WHAT TO PRODUCE: Rewrite the text as a Markdown table with two columns, Number and Line. Start at the line that contains "job: give the outline of every instance of the cream", stop after the line that contains "M268 493L269 489L256", and leave out any blank lines.
-.-.-
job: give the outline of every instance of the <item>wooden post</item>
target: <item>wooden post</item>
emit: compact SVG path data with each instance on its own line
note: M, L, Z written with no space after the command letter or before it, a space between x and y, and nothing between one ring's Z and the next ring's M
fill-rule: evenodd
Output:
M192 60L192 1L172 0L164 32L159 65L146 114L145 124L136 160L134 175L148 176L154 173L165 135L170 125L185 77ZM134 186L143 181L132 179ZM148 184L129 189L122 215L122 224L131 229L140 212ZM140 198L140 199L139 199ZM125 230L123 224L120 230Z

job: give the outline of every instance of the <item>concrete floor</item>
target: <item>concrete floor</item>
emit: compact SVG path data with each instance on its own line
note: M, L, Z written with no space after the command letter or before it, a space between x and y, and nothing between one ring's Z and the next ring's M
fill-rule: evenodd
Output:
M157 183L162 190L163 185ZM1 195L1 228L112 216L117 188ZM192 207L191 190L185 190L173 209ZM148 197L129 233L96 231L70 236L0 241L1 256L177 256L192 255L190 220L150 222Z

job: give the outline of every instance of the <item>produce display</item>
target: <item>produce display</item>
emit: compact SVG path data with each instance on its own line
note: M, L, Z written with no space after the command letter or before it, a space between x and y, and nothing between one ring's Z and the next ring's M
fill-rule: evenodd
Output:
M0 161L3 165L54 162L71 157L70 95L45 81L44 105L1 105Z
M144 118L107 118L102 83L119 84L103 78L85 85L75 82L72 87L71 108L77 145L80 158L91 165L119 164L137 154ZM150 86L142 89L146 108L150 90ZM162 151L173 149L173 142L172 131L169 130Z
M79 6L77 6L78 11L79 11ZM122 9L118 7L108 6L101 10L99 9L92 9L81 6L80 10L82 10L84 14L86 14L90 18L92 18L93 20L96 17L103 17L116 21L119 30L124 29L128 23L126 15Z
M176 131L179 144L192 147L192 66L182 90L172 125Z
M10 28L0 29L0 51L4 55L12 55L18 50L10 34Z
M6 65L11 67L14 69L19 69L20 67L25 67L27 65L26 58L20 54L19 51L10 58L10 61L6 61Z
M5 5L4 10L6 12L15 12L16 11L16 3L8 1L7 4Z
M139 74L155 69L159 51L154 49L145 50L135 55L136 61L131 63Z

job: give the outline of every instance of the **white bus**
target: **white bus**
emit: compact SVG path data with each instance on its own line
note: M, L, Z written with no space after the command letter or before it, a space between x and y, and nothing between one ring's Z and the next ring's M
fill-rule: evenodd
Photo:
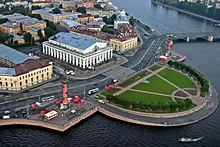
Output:
M99 92L99 88L95 88L95 89L91 89L88 91L88 94L91 95L91 94L94 94L96 92Z
M52 96L48 96L48 97L43 97L43 98L41 98L41 101L42 102L47 102L47 101L51 101L51 100L53 100L54 99L54 96L52 95Z
M54 110L45 114L45 118L47 120L50 120L50 119L52 119L54 117L57 117L57 116L58 116L58 113L56 111L54 111Z

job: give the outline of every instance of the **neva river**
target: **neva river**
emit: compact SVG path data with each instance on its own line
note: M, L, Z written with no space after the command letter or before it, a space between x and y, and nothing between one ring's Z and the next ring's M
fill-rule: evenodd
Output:
M161 33L220 31L220 28L213 27L212 23L153 5L149 0L112 0L112 2ZM220 91L220 43L178 43L174 44L173 48L185 54L186 63L203 72L218 92ZM65 133L27 126L1 127L0 146L215 147L220 146L219 116L218 108L213 115L196 124L172 128L139 126L101 114L88 118ZM181 136L204 136L204 138L195 143L181 144L177 141Z

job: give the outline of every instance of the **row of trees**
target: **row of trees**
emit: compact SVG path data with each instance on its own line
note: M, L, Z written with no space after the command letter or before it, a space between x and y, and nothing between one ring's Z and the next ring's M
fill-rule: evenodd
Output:
M220 20L220 9L216 9L213 7L208 8L204 3L201 3L201 1L197 1L197 3L187 1L173 3L171 0L159 0L159 2L169 4L179 9L186 10L195 14Z
M9 6L6 5L5 7L0 7L0 14L9 15L13 13L21 13L23 15L30 15L31 11L28 7L24 7L22 5L19 6Z
M104 25L102 28L102 32L107 32L107 33L111 33L111 34L119 34L119 32L116 29L110 28L107 25Z
M204 77L204 75L202 73L200 73L195 68L193 68L189 65L186 65L182 62L178 62L178 61L173 62L172 60L168 61L168 65L174 66L175 68L180 69L182 71L185 71L185 72L189 73L190 75L192 75L193 77L195 77L201 86L202 94L206 93L209 90L209 81ZM204 96L204 95L202 95L202 96Z
M182 1L174 6L192 13L220 20L220 10L216 8L208 8L205 4Z
M120 96L108 95L107 100L118 104L124 108L143 111L143 112L180 112L190 109L194 106L191 99L184 99L178 102L160 103L160 102L137 102L135 100L124 99Z

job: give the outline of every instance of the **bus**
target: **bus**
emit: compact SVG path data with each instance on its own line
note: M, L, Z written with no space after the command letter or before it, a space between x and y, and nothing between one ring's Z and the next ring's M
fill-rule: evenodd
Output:
M52 118L54 118L54 117L57 117L58 116L58 113L56 112L56 111L54 111L54 110L52 110L52 111L50 111L50 112L48 112L48 113L46 113L45 115L44 115L44 117L47 119L47 120L50 120L50 119L52 119Z
M51 101L51 100L53 100L54 99L54 96L52 95L52 96L48 96L48 97L43 97L43 98L41 98L41 101L42 102L47 102L47 101Z
M88 91L88 94L91 95L91 94L94 94L96 92L99 92L99 88L95 88L95 89L91 89Z

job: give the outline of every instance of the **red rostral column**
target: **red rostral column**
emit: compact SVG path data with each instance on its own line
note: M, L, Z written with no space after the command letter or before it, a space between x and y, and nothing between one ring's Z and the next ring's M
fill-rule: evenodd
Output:
M67 81L63 80L63 104L67 105Z
M171 45L173 44L172 38L169 39L168 44L167 44L167 53L171 52Z

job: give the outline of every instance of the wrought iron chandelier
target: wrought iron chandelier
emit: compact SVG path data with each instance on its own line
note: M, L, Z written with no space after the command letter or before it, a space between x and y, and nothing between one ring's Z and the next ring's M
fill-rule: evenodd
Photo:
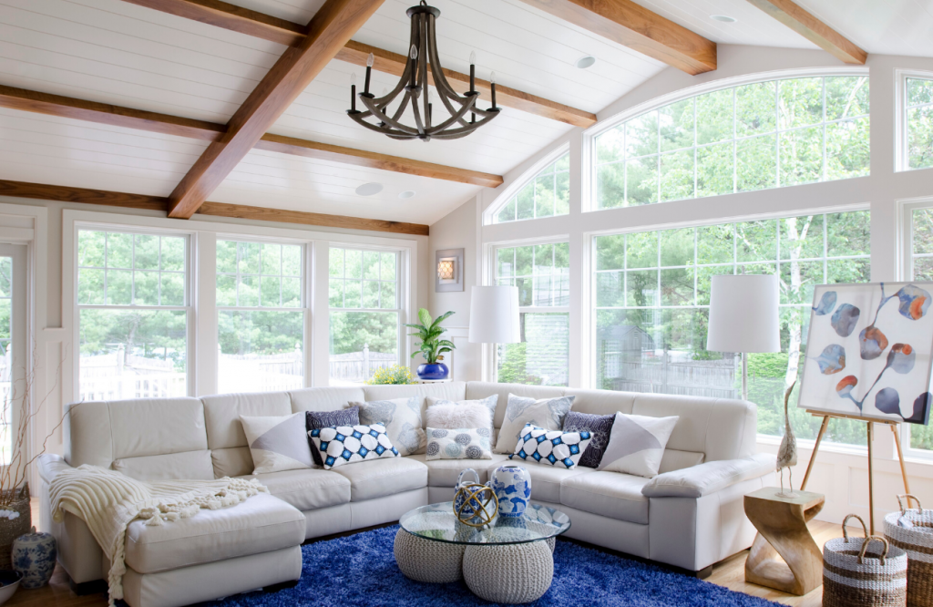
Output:
M434 138L464 137L498 116L499 108L495 106L494 72L490 76L492 106L489 109L476 106L476 101L480 98L480 92L476 90L476 53L470 53L469 58L469 91L461 96L447 82L444 70L440 66L435 35L435 21L440 17L440 11L434 7L428 7L425 0L421 0L421 5L411 7L407 14L411 19L411 44L409 47L405 71L398 84L392 91L383 92L380 97L369 92L369 77L374 63L374 57L369 53L366 63L365 88L358 95L356 75L351 77L351 107L347 110L350 118L366 128L393 139L421 139L427 142ZM434 104L431 102L427 88L428 64L434 78L433 84L438 92L437 96L450 114L447 120L439 124L433 122ZM399 95L403 95L401 102L393 112L389 109L389 104L396 101ZM356 109L357 97L366 106L365 111ZM400 121L410 105L414 117L414 126ZM479 120L477 116L480 117ZM368 121L366 119L369 118L374 121Z

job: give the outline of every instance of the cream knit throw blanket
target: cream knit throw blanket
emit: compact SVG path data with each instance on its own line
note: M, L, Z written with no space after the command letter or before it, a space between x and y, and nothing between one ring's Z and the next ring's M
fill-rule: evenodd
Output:
M268 493L269 489L256 479L146 483L89 465L62 471L49 487L52 519L63 522L66 512L82 518L110 560L107 584L111 605L123 598L130 523L144 518L146 525L162 525L189 518L202 508L227 508L260 491Z

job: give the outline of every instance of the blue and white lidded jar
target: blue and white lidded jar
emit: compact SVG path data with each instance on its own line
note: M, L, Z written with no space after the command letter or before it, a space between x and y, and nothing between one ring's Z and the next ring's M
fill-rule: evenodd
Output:
M531 500L531 476L522 466L506 464L493 473L487 485L499 501L499 516L521 516Z
M55 571L58 549L51 533L36 533L34 527L31 533L13 540L10 558L13 569L22 573L23 588L40 588L49 584Z

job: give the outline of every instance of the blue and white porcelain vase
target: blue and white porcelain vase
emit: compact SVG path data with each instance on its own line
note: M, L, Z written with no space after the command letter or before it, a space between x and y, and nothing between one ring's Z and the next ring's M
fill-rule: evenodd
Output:
M36 533L34 527L31 533L13 540L10 558L13 569L22 573L23 588L41 588L49 584L55 571L58 550L51 533Z
M522 466L499 466L486 483L499 501L499 516L517 517L524 514L531 500L531 476Z

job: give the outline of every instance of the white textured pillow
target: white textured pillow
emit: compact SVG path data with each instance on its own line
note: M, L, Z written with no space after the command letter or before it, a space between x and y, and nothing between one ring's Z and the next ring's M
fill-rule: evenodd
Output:
M359 407L359 422L364 426L385 426L392 445L403 456L424 453L425 430L421 423L422 397L350 402L348 407Z
M489 413L489 408L476 401L464 402L441 401L438 404L427 407L425 416L427 418L428 428L447 430L483 428L493 430L493 416Z
M573 402L572 396L536 400L509 394L506 418L502 420L499 439L495 442L495 452L511 455L525 424L544 430L561 430L564 416L570 411Z
M617 413L609 445L596 470L653 478L658 475L664 447L677 425L676 416L649 417Z
M426 459L492 459L488 428L427 428Z
M253 456L253 473L312 468L304 412L290 416L240 416Z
-.-.-
PROBLEM SOLUTION:
| Number | Line |
|---|---|
| 1 | job: give the outline of every instance of the cream knit throw blanket |
| 2 | target: cream knit throw blanket |
| 3 | emit: compact SVG path data with each instance on its own line |
| 4 | note: M, L, Z written with no space after the command letter or before it, a space between x and y, and nothing between one ring's Z and the next ring's M |
| 5 | fill-rule: evenodd |
| 6 | Output: |
| 7 | M268 493L269 489L256 479L146 483L89 465L62 471L49 487L52 519L63 522L66 512L82 518L110 560L107 584L111 605L123 598L130 523L144 518L146 525L162 525L189 518L202 508L227 508L260 491Z |